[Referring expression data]
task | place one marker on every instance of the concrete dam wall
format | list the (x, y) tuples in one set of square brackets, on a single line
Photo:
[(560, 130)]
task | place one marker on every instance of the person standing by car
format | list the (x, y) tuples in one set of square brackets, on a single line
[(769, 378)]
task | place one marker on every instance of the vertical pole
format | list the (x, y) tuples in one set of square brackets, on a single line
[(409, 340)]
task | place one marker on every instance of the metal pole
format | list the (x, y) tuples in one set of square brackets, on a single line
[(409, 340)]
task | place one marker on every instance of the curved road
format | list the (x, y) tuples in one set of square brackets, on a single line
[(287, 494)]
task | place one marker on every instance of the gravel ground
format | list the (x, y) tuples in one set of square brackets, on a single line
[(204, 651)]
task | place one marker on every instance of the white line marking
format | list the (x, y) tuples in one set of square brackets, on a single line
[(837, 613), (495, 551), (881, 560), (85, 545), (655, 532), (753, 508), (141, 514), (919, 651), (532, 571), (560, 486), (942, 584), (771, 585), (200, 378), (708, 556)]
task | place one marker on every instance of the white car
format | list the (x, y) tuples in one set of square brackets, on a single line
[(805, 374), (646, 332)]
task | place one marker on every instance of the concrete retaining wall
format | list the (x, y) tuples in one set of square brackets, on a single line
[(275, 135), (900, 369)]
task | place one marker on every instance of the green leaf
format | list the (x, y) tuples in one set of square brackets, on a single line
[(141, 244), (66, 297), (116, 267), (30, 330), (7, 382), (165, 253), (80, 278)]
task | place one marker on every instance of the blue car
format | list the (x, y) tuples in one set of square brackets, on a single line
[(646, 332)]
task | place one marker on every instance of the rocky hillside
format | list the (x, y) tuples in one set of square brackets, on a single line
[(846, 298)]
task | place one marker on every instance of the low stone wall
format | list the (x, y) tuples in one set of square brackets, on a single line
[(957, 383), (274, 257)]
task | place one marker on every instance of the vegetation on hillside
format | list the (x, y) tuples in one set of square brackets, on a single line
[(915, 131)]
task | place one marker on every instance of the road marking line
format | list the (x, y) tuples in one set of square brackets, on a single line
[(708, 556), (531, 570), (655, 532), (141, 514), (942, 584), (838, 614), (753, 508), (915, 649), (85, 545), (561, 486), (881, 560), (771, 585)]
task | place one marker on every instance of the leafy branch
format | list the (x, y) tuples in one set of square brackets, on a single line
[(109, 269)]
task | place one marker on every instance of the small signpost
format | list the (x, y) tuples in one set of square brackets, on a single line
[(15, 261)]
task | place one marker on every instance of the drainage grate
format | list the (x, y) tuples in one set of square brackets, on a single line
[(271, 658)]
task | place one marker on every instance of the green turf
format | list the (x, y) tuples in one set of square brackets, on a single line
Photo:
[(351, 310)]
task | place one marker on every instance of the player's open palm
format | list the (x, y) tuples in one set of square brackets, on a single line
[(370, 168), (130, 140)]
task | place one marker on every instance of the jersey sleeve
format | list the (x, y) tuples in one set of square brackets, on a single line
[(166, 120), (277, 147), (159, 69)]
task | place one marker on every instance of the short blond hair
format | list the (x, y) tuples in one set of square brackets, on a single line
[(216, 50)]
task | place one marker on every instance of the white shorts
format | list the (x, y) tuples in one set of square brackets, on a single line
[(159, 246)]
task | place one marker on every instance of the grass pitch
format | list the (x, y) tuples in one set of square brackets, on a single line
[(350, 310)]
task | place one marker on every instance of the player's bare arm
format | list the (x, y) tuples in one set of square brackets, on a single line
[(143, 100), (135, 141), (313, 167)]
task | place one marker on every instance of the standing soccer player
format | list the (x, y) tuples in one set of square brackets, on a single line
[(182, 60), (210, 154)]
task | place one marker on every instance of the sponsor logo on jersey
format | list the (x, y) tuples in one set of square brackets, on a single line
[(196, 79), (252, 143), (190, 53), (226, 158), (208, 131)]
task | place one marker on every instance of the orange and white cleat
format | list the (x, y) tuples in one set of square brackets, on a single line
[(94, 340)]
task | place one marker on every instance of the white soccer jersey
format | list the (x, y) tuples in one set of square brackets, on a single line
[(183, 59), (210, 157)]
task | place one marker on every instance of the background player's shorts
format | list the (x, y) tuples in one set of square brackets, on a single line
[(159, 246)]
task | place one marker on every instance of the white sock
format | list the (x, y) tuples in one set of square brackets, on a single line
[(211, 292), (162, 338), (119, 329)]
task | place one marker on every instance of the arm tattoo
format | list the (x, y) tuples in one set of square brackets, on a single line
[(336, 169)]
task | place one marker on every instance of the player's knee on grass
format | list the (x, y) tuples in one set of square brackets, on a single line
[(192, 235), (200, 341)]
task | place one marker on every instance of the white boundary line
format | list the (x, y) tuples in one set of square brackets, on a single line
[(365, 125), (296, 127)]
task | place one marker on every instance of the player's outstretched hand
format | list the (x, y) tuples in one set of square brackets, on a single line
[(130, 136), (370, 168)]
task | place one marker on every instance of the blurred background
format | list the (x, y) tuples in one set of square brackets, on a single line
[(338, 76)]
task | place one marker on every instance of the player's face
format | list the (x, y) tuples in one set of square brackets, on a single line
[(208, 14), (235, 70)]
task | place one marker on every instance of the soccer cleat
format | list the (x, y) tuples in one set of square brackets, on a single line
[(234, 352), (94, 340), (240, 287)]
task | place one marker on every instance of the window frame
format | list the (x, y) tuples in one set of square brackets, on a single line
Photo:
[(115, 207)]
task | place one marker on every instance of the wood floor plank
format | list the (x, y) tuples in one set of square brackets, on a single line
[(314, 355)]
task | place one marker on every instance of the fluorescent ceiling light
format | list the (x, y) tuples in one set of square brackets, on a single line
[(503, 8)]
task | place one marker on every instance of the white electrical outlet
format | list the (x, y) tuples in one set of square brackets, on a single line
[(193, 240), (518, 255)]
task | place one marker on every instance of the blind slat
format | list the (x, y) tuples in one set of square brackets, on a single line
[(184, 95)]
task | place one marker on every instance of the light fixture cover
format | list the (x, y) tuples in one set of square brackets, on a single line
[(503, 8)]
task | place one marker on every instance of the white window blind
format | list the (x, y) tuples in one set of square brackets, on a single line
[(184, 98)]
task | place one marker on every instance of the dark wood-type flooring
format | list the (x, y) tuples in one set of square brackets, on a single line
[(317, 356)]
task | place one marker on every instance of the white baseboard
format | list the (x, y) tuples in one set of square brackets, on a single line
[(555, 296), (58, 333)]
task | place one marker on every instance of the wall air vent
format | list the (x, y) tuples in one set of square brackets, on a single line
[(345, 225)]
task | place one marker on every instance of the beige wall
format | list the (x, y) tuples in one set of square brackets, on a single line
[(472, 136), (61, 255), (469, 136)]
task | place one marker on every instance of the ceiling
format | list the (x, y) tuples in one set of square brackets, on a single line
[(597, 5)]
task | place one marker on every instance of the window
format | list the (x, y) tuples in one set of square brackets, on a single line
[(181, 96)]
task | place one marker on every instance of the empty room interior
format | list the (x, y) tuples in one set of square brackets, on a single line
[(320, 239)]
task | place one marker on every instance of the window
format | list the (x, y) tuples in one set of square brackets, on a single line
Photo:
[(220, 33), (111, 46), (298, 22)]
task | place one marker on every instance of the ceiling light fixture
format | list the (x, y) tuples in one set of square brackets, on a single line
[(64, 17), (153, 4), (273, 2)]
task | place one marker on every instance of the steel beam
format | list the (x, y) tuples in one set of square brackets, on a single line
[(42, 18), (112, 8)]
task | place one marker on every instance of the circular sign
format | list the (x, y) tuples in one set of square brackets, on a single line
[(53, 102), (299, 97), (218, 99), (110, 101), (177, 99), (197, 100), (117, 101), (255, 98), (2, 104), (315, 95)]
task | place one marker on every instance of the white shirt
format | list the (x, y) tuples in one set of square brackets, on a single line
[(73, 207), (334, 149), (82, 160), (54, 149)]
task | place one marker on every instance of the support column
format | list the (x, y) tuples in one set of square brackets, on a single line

**Problem to work on**
For this exercise, output exactly the lines above from the line with "task | place one marker on every instance of the soccer" to the line with "the white baseboard", counting both, and leave out the rest.

**Reply**
task | place one marker on every instance of the soccer cleat
format | list the (x, y) tuples in one set of square brackets, on a single line
[(234, 352), (94, 340), (240, 287)]
task | place one marker on every instance of the window frame
format | list the (x, y) tuples in one set of square brackets, on a single line
Photo:
[(115, 207)]
task | place one marker on every instance of the wood floor plank
format | list the (x, y) tuples in one set of square brackets, on a single line
[(314, 355)]
task | place one marker on every instance of the fluorescent ceiling light
format | list the (x, y) tuples in one set of square brackets, on a single line
[(503, 8)]
task | place one marker on every instance of the white electrical outlet
format | list the (x, y) tuples in one set of square brackets, on a single line
[(193, 240), (518, 255)]
task | place one marker on every instance of the blind slat
format | list the (x, y) tuples in one set of square brackets, on a single line
[(184, 95)]
task | place one marker on every instance of the light fixture cover
format | list the (x, y) tuples in one set of square brackets, on a single line
[(503, 8)]
task | place one marker on every instance of the white window blind
format | list the (x, y) tuples in one set of square brackets, on a single line
[(184, 98)]
task | place one marker on every instance of the dark wood-type flooring
format | list the (x, y) tuples in one set of square brackets, on a single line
[(317, 356)]
task | place one marker on every instance of the white baseboard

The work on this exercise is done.